● **EXERCISE INSTRUCTIONS**: List every line in the records below that contains the string "white", copying each matching line in full. Case counts.

------ PROVIDED RECORDS ------

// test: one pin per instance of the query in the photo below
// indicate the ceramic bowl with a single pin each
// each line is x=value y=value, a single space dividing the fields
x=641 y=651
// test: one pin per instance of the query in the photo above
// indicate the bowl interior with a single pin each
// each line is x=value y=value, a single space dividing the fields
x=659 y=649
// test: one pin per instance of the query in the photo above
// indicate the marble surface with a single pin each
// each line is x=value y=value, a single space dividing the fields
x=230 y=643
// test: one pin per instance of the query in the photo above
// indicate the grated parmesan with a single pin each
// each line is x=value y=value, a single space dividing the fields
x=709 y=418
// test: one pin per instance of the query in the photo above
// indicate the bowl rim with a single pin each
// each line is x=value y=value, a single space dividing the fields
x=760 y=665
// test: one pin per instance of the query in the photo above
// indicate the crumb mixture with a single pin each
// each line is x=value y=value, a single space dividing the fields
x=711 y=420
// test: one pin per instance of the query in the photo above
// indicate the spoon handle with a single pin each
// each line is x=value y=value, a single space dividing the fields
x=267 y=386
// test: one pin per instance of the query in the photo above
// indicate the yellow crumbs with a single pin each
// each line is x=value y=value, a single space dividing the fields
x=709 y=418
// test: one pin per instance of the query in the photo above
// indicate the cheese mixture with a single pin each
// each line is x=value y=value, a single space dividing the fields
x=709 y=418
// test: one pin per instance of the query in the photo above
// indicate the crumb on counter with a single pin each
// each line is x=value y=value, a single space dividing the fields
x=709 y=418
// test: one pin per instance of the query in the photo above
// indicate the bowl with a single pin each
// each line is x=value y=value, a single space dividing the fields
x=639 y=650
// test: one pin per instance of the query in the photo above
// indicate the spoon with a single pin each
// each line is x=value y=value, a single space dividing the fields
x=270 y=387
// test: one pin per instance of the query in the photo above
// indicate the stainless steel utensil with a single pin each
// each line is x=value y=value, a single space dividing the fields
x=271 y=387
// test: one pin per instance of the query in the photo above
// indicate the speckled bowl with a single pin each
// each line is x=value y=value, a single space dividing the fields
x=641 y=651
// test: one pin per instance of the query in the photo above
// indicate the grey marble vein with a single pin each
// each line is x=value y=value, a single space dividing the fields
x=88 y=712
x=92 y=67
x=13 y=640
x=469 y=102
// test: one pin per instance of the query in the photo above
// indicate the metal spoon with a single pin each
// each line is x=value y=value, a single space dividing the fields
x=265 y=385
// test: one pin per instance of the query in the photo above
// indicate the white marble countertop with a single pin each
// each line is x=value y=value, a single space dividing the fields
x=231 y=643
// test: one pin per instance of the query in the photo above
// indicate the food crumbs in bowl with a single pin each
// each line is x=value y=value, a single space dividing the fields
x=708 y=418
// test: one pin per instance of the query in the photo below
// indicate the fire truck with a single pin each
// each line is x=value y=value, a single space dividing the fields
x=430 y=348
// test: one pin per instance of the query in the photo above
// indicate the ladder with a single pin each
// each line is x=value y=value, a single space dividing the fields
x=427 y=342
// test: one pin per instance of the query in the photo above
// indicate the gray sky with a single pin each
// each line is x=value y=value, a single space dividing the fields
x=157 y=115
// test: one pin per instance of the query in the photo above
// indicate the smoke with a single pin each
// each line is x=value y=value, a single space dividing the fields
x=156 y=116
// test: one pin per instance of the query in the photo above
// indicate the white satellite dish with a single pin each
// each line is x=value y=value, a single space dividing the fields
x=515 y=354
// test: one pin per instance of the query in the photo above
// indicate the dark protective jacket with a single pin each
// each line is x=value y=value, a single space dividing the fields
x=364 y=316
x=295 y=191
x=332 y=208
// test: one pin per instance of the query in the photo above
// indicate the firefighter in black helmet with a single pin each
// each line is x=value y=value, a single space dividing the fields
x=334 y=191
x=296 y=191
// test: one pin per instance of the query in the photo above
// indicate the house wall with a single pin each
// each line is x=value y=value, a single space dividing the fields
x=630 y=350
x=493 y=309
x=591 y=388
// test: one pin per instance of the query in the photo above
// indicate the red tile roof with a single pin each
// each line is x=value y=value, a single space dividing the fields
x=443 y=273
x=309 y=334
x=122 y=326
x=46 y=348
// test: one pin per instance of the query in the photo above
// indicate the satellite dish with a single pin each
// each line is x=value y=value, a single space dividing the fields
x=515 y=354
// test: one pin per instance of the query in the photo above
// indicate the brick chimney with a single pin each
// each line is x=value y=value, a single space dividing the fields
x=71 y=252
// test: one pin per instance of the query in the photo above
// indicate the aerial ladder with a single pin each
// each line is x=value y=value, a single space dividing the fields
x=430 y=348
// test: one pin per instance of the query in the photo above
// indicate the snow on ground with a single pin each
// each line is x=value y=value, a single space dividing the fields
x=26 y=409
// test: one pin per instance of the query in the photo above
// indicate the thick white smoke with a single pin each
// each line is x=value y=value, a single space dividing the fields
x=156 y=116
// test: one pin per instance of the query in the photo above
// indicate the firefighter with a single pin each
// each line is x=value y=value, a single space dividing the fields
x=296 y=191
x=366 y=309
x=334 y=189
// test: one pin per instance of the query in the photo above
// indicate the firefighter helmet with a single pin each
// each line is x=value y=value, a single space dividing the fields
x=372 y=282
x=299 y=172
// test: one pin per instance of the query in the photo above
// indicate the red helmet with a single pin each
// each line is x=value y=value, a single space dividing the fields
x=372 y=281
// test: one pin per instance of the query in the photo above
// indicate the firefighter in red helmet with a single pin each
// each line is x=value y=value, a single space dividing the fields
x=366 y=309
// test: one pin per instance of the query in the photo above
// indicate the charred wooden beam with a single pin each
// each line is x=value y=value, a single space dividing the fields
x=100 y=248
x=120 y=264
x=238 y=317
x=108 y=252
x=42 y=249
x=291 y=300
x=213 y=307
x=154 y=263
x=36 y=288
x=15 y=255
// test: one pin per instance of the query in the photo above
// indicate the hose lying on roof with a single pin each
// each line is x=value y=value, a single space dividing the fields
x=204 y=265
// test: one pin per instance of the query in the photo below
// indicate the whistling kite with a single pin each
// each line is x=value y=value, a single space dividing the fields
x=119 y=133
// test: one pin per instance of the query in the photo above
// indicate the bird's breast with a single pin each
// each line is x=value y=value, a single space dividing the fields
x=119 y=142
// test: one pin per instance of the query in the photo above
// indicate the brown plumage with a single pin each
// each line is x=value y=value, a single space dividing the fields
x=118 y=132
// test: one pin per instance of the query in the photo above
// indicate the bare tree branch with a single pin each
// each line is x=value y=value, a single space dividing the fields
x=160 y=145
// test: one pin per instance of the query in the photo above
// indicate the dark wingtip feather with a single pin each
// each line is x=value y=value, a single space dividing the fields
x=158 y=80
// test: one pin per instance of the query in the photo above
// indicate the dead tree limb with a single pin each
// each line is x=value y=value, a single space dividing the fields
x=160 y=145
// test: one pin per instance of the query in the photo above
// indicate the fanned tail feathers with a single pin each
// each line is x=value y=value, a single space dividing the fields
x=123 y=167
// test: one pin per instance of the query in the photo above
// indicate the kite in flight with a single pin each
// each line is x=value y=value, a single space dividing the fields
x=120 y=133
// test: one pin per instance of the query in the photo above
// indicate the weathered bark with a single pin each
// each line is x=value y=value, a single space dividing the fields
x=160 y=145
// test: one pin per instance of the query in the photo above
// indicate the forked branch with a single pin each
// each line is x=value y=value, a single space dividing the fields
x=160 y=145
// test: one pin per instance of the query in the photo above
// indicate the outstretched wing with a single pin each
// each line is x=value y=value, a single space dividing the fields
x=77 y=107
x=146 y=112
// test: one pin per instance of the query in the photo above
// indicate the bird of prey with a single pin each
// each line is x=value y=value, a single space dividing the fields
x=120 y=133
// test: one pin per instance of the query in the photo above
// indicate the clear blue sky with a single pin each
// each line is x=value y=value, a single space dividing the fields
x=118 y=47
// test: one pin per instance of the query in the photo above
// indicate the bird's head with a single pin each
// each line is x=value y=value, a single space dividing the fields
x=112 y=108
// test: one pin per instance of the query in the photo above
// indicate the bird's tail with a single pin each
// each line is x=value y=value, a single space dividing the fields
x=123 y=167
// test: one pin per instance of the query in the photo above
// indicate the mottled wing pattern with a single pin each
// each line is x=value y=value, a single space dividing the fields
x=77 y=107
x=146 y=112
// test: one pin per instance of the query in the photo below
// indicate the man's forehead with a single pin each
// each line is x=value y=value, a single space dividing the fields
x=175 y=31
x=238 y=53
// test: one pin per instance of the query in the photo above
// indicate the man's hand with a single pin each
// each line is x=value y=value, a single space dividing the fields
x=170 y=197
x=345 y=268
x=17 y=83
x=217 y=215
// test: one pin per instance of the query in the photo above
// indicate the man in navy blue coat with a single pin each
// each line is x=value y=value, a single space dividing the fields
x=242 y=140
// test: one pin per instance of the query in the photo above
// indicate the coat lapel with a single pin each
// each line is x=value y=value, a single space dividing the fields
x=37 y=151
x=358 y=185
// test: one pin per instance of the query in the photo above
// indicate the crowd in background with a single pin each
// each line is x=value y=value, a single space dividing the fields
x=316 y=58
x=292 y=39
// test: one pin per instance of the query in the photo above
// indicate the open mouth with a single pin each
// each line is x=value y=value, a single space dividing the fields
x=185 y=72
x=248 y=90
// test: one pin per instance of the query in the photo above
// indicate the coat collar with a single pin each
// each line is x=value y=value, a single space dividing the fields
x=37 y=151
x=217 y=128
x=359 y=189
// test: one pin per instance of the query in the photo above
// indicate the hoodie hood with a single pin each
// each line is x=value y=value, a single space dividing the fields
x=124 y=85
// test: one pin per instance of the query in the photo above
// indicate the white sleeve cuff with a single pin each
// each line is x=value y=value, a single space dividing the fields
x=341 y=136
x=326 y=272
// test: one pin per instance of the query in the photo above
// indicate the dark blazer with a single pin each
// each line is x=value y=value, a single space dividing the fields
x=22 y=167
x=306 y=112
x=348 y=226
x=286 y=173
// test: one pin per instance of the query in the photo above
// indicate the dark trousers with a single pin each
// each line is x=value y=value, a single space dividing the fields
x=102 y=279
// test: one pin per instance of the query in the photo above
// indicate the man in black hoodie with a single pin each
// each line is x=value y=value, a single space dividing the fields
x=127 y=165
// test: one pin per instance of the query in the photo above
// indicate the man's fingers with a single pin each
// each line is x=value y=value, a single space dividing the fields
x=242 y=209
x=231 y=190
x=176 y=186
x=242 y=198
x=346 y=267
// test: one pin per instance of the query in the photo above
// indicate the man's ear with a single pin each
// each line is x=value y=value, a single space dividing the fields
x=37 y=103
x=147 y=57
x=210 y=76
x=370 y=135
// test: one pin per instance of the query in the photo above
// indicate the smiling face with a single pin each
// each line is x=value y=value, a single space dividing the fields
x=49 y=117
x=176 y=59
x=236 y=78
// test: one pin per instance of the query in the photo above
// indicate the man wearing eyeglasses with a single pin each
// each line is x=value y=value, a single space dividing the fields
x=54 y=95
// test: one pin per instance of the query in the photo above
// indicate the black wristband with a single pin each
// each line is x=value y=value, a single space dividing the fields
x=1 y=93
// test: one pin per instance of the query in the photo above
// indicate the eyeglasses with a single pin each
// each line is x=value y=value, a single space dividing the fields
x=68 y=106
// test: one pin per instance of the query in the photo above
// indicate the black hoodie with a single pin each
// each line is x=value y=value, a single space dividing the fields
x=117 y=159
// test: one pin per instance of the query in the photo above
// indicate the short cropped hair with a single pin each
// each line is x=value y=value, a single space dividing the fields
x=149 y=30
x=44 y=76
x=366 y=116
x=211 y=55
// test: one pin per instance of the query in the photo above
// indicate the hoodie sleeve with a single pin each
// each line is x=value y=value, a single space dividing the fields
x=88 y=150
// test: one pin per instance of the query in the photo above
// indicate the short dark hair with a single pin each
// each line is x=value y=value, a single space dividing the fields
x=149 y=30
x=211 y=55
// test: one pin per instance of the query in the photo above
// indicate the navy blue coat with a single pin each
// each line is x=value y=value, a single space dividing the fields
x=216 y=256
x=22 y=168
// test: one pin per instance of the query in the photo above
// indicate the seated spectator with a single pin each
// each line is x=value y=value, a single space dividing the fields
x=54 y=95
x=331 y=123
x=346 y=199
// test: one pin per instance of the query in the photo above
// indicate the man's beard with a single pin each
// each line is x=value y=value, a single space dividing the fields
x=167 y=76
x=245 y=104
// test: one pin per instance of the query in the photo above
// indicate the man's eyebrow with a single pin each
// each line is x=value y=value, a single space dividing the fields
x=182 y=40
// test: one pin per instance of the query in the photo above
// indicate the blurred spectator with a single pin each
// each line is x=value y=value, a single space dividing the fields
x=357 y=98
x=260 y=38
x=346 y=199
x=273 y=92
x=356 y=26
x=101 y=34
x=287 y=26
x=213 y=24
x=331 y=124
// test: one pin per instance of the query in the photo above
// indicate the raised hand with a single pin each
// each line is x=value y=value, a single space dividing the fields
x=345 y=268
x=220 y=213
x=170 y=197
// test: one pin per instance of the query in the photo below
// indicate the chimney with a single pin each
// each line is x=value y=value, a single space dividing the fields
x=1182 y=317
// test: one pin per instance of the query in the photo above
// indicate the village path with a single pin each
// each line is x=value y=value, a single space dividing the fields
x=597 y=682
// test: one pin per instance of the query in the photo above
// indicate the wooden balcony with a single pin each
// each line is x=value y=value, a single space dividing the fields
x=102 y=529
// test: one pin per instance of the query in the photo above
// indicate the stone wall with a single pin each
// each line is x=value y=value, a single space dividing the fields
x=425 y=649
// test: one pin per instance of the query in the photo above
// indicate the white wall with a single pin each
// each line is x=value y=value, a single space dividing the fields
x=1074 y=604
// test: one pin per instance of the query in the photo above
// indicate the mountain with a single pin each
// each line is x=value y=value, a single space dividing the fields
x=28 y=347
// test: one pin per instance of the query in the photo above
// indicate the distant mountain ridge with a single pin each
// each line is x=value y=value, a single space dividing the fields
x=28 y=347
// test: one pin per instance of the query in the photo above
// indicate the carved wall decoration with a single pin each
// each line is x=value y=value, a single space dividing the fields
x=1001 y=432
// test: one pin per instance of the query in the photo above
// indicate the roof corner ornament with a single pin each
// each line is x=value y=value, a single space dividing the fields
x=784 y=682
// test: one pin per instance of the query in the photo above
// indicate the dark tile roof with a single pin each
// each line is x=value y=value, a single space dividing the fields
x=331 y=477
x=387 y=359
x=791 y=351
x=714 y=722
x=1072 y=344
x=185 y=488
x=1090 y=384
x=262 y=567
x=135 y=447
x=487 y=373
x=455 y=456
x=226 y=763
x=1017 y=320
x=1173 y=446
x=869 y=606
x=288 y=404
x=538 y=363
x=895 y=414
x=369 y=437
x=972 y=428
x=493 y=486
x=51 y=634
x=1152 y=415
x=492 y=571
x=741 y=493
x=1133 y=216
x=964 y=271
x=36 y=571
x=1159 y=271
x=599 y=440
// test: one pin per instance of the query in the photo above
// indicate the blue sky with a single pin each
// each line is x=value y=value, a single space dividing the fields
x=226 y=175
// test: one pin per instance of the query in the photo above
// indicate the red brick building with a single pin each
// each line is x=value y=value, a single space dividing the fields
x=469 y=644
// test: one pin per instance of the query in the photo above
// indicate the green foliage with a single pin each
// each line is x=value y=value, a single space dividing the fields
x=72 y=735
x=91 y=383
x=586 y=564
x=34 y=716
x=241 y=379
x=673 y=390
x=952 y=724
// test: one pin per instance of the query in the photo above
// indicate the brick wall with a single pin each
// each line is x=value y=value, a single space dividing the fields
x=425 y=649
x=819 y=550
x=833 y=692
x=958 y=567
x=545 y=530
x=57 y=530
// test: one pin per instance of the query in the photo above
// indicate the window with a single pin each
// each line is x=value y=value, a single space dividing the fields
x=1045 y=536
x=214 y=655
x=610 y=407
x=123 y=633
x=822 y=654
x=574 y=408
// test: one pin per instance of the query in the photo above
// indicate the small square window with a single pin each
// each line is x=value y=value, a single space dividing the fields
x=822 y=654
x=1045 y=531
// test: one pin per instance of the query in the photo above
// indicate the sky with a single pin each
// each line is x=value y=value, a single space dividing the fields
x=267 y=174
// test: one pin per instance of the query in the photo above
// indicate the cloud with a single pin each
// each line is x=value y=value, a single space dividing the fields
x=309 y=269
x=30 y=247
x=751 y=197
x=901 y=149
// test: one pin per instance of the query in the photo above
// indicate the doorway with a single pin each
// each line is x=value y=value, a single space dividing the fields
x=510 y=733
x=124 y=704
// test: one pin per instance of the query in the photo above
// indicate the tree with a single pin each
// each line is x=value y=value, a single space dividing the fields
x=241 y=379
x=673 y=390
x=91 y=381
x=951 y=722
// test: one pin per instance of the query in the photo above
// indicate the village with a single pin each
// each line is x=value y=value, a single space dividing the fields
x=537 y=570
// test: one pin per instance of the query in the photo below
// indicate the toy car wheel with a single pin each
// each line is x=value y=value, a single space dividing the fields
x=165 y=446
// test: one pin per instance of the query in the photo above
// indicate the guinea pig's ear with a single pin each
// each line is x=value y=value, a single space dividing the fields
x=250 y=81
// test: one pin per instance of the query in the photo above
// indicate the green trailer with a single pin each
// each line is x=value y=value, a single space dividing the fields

------

● **TASK ANSWER**:
// indicate the white marble countertop with a single pin each
// indicate the white satellite dish with a single pin each
// indicate the thick white smoke with a single pin each
// indicate the white sleeve cuff with a single pin each
// indicate the white wall with a single pin each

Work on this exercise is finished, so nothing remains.